Le programme économique lancé en février 1995 par le gouvernement de Calderon Sol s'inscrit dans la continuité des politiques d'ajustement structurel instaurées par Cristiani au cours des années précédentes. Tout a commencé en effet avec l'arrivée du parti Arena au pouvoir en 1989 : suppression du contrôle des prix, augmentation des tarifs de l'eau, de l'électricité et des transports en commun, réforme fiscale, sont les mesures appliquées alors et qui ont été invariablement reprises par la suite : en 1991, au moment où un accord stand-by a été signé avec le FMI, accompagné d'un prêt d'ajustement structurel (PAS) de la Banque mondiale et d'un crédit de la Banque interaméricaine du développement (BID) ; en août 1993 avec l'attribution d'un nouveau PAS.
Ces mesures conjoncturelles ont été accompagnées de réformes à plus long terme : réformes du commerce extérieur, avec l'unification des taux de change et l'abaissement des droits de douane, privatisations dans le secteur bancaire, déréglementation.

# LIGNES DE DONNÉES
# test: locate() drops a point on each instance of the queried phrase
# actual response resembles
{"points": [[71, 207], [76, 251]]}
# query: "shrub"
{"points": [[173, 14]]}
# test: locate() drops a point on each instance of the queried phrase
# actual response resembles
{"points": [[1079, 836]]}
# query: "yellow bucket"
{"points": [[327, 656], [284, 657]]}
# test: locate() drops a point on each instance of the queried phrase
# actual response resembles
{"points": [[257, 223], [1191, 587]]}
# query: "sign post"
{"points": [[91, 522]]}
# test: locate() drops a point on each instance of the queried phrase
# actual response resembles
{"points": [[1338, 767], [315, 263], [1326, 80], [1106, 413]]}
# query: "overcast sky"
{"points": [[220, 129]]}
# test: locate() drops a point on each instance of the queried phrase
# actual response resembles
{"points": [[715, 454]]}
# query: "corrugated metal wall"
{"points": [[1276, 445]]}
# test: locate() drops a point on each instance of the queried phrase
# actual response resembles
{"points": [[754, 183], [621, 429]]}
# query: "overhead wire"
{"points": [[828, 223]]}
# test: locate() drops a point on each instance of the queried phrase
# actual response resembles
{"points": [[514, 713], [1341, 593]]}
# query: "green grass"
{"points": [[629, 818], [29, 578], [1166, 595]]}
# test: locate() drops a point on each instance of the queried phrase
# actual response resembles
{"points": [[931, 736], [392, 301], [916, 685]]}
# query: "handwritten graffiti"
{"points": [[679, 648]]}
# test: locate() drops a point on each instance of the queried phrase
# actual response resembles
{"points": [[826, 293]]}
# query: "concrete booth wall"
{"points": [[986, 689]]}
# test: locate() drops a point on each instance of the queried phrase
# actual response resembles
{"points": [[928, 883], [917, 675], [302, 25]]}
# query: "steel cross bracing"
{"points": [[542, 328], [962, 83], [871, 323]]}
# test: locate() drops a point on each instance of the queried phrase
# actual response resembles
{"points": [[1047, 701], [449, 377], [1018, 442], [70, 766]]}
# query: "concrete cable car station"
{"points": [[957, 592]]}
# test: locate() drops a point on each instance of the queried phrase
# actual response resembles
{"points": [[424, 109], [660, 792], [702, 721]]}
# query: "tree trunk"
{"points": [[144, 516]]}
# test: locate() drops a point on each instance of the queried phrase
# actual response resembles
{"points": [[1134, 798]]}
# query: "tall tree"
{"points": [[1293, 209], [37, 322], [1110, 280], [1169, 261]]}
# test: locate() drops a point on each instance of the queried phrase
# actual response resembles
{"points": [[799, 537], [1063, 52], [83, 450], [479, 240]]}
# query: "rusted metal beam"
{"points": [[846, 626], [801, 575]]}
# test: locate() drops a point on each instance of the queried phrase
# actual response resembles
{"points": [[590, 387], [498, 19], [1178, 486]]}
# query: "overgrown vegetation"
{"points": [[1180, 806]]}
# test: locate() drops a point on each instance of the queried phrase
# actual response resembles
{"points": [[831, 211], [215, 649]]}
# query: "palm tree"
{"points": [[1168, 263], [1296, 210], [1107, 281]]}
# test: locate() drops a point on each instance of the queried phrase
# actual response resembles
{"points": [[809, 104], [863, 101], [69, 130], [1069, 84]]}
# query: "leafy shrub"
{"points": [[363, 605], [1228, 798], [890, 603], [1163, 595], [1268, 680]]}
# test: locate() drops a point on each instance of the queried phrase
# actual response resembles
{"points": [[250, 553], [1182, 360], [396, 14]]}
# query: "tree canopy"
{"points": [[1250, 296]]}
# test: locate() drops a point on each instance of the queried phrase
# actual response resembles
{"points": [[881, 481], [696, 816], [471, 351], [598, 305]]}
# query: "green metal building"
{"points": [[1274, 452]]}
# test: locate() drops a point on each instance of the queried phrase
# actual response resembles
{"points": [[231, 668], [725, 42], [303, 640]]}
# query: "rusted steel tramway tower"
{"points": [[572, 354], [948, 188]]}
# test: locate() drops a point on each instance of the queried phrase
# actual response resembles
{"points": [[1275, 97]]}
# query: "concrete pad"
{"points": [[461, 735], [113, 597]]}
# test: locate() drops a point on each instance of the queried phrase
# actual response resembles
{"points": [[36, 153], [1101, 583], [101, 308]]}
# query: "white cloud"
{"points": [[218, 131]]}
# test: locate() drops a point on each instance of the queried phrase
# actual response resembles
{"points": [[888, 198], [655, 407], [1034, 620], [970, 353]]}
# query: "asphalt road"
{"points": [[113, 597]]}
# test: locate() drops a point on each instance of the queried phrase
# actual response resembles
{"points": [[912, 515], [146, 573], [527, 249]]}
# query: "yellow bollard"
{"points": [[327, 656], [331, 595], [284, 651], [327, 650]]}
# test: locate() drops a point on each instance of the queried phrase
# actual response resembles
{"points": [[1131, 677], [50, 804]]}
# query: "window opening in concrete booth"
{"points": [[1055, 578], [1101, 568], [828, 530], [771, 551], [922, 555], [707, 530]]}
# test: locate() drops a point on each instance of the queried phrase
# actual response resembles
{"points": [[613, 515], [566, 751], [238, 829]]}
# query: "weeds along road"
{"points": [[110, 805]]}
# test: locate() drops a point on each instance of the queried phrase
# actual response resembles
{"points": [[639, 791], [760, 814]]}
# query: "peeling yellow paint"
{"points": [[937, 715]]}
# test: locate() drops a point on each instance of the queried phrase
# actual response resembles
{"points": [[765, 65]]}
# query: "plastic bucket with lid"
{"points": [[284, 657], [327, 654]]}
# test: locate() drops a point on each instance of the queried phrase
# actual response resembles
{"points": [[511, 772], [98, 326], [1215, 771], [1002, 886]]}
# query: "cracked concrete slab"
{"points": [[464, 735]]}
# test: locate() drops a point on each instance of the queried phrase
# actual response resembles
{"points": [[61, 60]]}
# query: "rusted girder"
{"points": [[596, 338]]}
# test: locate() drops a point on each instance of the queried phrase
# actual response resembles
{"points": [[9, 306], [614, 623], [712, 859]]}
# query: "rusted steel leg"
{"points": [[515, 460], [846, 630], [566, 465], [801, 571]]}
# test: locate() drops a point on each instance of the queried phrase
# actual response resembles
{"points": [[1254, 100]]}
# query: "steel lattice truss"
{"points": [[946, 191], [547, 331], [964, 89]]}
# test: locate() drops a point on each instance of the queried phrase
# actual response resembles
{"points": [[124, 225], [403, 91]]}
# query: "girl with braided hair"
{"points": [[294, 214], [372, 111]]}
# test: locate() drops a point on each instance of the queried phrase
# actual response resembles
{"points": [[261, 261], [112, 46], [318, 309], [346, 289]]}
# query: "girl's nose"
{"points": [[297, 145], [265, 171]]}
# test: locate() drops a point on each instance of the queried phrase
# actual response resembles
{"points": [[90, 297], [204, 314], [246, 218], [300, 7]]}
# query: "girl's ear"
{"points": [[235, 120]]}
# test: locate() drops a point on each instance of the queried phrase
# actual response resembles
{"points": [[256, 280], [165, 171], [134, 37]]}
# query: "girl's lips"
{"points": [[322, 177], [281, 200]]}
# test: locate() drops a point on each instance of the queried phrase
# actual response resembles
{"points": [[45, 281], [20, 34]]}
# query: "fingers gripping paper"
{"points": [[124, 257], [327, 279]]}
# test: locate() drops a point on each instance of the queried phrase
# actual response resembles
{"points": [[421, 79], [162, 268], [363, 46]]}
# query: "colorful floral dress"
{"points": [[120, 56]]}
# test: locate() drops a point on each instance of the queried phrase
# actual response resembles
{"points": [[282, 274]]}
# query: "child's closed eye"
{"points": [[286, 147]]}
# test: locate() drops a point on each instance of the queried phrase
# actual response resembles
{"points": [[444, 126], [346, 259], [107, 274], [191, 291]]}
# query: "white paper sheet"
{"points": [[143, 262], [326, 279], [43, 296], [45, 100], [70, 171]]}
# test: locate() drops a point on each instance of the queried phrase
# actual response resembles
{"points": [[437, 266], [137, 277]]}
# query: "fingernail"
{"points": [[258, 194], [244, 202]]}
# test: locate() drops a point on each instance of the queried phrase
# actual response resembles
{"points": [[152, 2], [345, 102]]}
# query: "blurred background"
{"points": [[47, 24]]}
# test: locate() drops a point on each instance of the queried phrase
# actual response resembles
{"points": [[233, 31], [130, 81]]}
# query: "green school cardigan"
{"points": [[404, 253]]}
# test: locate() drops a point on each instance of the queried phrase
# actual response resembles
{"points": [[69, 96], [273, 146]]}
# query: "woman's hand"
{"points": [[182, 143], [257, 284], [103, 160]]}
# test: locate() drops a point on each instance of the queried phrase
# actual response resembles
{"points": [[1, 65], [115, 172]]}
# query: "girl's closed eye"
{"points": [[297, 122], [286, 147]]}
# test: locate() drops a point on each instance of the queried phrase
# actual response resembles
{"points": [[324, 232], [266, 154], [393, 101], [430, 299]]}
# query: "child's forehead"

# DÉTAILS DU PROBLÈME
Rédigez la suite de l'extrait sur le programme économique du gouvernement de Calderon Sol, à partir de sa dernière phrase.

# RÉPONSE ATTENDUE
Jusque-là, rien que de très banal, si on compare ces mesures aux différentes politiques d'ajustement structurel menées un peu partout. La différence réside dans les résultats à court terme de ces mesures et dans leurs risques à long terme.
En apparence, les résultats recherchés ont en effet été obtenus. Le taux d'inflation a été réduit de 23,3 % en moyenne annuelle entre 1985 et 1989 ; à 11,2 % en 1992. Et surtout, la croissance a repris, contrairement à ce qui s'est produit dans la plupart des pays du tiers monde « sous ajustement », qui ont sombré dans la récession : l'augmentation du PIB est passée de 1,6 % par an entre 1990 et 1992 à 3,8 % entre 1990 et 1992, croissance qui s'est encore accélérée depuis pour atteindre 7 % en 1994.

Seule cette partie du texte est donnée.